_Short exercise_:
Reproduce the entire article about the New Year good luck pig word for word, keeping every line as it appears.

Celebrate the New Year with a Good Luck Pig!
4 min read
Originally written on January 1, 2021. Updated 2023
Around the world, lucky foods for the new year range from collard greens (representing green cash) to long noodles (representing a lengthy lifespan), or lentils (representing money and luck).
However, for many cultures, pork is the favorite for welcoming the New Year. From Cuban roast pig to Okinawan sparerib or pig’s feet soup, the pork starts the year as star and, in several cases, pigs serve as annual good luck charms.
For istance, in Lancaster County, a node of the Pennsylvania Dutch, locals spend New Year’s Day feasting on roast pork and sauerkraut. Despite ham and turkeys are common holiday dish, the pork serves actually a symbolic purpose, according to local tradition: turkeys scratch dirt backwards while foraging, while pigs do the opposite, rooting forwards towards the future.
However, the tradition’s origins are likely more pragmatic.
In Germany pigs were slaughtered in the winter, and this provided fresh meat, some of which could be saved for celebratory holiday meals.
And, interestingly, this isn’t the sole German association between pigs and good luck.
If you’ve ever been to Germany around Christmastime, you’ve probably seen at least a marzipan pig.
Historically in Germanic world-view the pigs or boars, unlike certain other cultures, had a very positive connotation. This animal was associated with livestock, farming, wealth and thus prosperity. To many traditional Germanic peoples who lived an agricultural lifestyle the pig was also an emblem of livelihood and abundance.

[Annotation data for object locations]

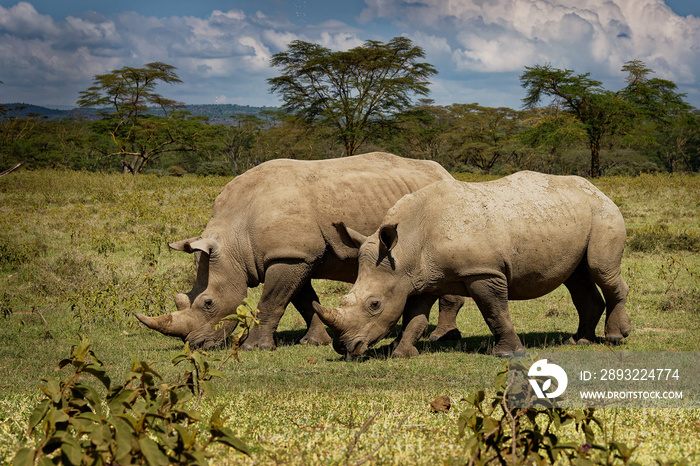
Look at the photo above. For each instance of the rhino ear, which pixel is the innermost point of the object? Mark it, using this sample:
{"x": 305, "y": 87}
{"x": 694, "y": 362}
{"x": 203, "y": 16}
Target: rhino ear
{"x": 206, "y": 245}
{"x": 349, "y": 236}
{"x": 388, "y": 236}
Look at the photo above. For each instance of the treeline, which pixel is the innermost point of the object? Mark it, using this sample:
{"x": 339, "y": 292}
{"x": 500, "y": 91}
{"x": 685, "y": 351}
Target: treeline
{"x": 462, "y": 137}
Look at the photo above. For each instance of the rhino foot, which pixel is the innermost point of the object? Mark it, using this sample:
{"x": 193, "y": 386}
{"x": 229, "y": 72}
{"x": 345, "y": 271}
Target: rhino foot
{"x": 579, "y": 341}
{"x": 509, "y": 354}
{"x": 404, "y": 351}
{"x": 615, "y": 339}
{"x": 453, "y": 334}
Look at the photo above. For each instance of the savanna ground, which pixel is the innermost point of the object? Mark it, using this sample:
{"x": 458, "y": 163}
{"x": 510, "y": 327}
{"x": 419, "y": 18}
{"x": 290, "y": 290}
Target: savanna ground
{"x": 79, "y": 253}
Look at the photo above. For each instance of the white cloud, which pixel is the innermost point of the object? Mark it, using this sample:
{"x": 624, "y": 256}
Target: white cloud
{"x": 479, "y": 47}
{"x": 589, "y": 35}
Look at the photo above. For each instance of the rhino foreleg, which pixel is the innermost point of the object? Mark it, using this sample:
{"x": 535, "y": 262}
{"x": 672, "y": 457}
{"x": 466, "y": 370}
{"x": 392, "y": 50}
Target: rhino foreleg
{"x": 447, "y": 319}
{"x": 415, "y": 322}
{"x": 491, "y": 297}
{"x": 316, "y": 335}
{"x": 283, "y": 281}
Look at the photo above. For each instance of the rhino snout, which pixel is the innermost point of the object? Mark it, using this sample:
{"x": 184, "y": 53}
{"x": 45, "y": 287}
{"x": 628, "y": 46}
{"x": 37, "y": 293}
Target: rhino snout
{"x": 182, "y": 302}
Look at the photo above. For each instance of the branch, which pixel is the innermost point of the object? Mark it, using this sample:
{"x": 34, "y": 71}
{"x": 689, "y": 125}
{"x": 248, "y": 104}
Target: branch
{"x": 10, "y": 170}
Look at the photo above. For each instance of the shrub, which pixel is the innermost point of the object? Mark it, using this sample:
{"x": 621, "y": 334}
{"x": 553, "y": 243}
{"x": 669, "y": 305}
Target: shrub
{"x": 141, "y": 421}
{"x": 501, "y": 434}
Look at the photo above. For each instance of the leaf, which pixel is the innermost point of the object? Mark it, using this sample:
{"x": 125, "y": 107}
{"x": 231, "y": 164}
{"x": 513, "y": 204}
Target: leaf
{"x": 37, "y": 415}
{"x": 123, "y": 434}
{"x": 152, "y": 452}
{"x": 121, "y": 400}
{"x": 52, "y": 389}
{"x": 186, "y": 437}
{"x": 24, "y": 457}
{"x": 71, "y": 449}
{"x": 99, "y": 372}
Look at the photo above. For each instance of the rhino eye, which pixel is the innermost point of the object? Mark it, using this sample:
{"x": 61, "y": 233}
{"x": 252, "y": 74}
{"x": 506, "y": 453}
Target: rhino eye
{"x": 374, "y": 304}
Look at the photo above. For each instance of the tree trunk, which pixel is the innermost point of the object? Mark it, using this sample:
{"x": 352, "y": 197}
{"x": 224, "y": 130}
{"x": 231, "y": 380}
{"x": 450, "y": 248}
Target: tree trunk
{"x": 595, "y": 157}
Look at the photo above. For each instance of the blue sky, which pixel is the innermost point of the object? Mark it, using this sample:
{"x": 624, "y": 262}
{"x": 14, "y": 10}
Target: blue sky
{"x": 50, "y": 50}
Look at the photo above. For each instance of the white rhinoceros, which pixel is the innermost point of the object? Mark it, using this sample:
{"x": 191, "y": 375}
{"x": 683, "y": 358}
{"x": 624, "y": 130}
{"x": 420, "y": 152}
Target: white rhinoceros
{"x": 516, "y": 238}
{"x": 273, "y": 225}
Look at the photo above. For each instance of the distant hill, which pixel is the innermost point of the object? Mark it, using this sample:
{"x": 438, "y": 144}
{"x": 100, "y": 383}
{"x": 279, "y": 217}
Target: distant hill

_Finished exercise_:
Celebrate the New Year with a Good Luck Pig!
4 min read
Originally written on January 1, 2021. Updated 2023
Around the world, lucky foods for the new year range from collard greens (representing green cash) to long noodles (representing a lengthy lifespan), or lentils (representing money and luck).
However, for many cultures, pork is the favorite for welcoming the New Year. From Cuban roast pig to Okinawan sparerib or pig’s feet soup, the pork starts the year as star and, in several cases, pigs serve as annual good luck charms.
For istance, in Lancaster County, a node of the Pennsylvania Dutch, locals spend New Year’s Day feasting on roast pork and sauerkraut. Despite ham and turkeys are common holiday dish, the pork serves actually a symbolic purpose, according to local tradition: turkeys scratch dirt backwards while foraging, while pigs do the opposite, rooting forwards towards the future.
However, the tradition’s origins are likely more pragmatic.
In Germany pigs were slaughtered in the winter, and this provided fresh meat, some of which could be saved for celebratory holiday meals.
And, interestingly, this isn’t the sole German association between pigs and good luck.
If you’ve ever been to Germany around Christmastime, you’ve probably seen at least a marzipan pig.
Historically in Germanic world-view the pigs or boars, unlike certain other cultures, had a very positive connotation. This animal was associated with livestock, farming, wealth and thus prosperity. To many traditional Germanic peoples who lived an agricultural lifestyle the pig was also an emblem of livelihood and abundance.